→ DESCRIPTION OF THE TASK
Can you copy the rows word for word, starting with the line that contains "In this document, the" and going on through the line that contains "positive clicks: (111, 246) (110, 244)"?

========================

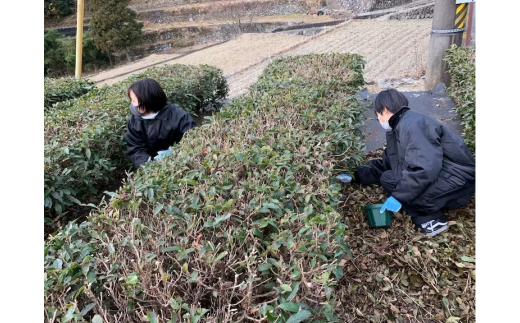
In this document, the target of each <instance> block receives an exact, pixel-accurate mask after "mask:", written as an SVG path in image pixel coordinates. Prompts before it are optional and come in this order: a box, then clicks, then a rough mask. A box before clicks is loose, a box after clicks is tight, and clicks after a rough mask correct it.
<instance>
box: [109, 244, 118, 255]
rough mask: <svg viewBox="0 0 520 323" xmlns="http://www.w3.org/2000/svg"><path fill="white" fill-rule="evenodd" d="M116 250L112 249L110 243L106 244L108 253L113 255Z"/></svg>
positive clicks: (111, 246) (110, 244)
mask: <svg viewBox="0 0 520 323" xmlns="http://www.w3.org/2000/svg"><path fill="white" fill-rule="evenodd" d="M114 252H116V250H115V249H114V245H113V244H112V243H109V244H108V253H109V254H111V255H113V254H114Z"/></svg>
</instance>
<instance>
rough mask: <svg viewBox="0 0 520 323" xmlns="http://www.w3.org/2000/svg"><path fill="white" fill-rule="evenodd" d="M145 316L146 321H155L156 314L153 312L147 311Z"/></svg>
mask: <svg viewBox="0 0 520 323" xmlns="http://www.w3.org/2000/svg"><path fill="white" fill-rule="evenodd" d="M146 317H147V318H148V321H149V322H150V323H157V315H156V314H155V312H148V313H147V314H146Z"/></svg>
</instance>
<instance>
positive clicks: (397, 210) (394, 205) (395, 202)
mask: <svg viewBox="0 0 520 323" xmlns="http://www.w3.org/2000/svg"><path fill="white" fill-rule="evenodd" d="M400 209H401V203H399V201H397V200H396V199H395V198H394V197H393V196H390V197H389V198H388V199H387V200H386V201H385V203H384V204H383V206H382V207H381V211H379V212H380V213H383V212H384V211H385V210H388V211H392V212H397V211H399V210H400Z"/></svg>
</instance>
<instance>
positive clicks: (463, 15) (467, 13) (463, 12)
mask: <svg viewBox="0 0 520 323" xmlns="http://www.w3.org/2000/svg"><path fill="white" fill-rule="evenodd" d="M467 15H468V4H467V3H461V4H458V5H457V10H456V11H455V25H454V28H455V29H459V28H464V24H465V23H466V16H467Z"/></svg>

========================

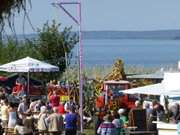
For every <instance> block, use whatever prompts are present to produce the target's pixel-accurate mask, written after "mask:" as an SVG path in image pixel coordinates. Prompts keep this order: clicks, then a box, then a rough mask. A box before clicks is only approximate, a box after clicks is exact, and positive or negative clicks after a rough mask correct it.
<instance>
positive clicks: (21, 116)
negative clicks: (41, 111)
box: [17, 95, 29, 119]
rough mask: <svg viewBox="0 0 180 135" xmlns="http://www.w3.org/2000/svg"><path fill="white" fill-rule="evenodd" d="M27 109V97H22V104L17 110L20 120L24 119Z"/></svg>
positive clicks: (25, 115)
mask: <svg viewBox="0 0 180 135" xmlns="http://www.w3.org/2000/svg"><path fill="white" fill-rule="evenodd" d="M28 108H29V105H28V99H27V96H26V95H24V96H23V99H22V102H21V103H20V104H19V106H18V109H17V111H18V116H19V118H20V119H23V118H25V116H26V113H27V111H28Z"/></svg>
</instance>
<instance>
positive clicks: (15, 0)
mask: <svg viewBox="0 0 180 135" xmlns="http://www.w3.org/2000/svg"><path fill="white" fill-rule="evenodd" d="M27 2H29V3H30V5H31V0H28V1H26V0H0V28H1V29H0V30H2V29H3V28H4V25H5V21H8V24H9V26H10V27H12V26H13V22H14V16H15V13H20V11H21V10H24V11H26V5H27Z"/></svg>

========================

→ RESPONSE AREA
In this document, the target of each <instance> block receives an exact, pixel-accurate mask after "mask:", written as an SVG path in image pixel coordinates. Prompts before it are optional and come in this order: a box, then clicks, then a rough mask. A box before clicks is loose, a box after clicks is tight, and clicks after a rough mask correct it.
<instance>
box: [109, 244, 118, 255]
rough mask: <svg viewBox="0 0 520 323" xmlns="http://www.w3.org/2000/svg"><path fill="white" fill-rule="evenodd" d="M116 250L112 249L110 243L106 244L108 253L113 255Z"/></svg>
positive clicks: (111, 246) (110, 244)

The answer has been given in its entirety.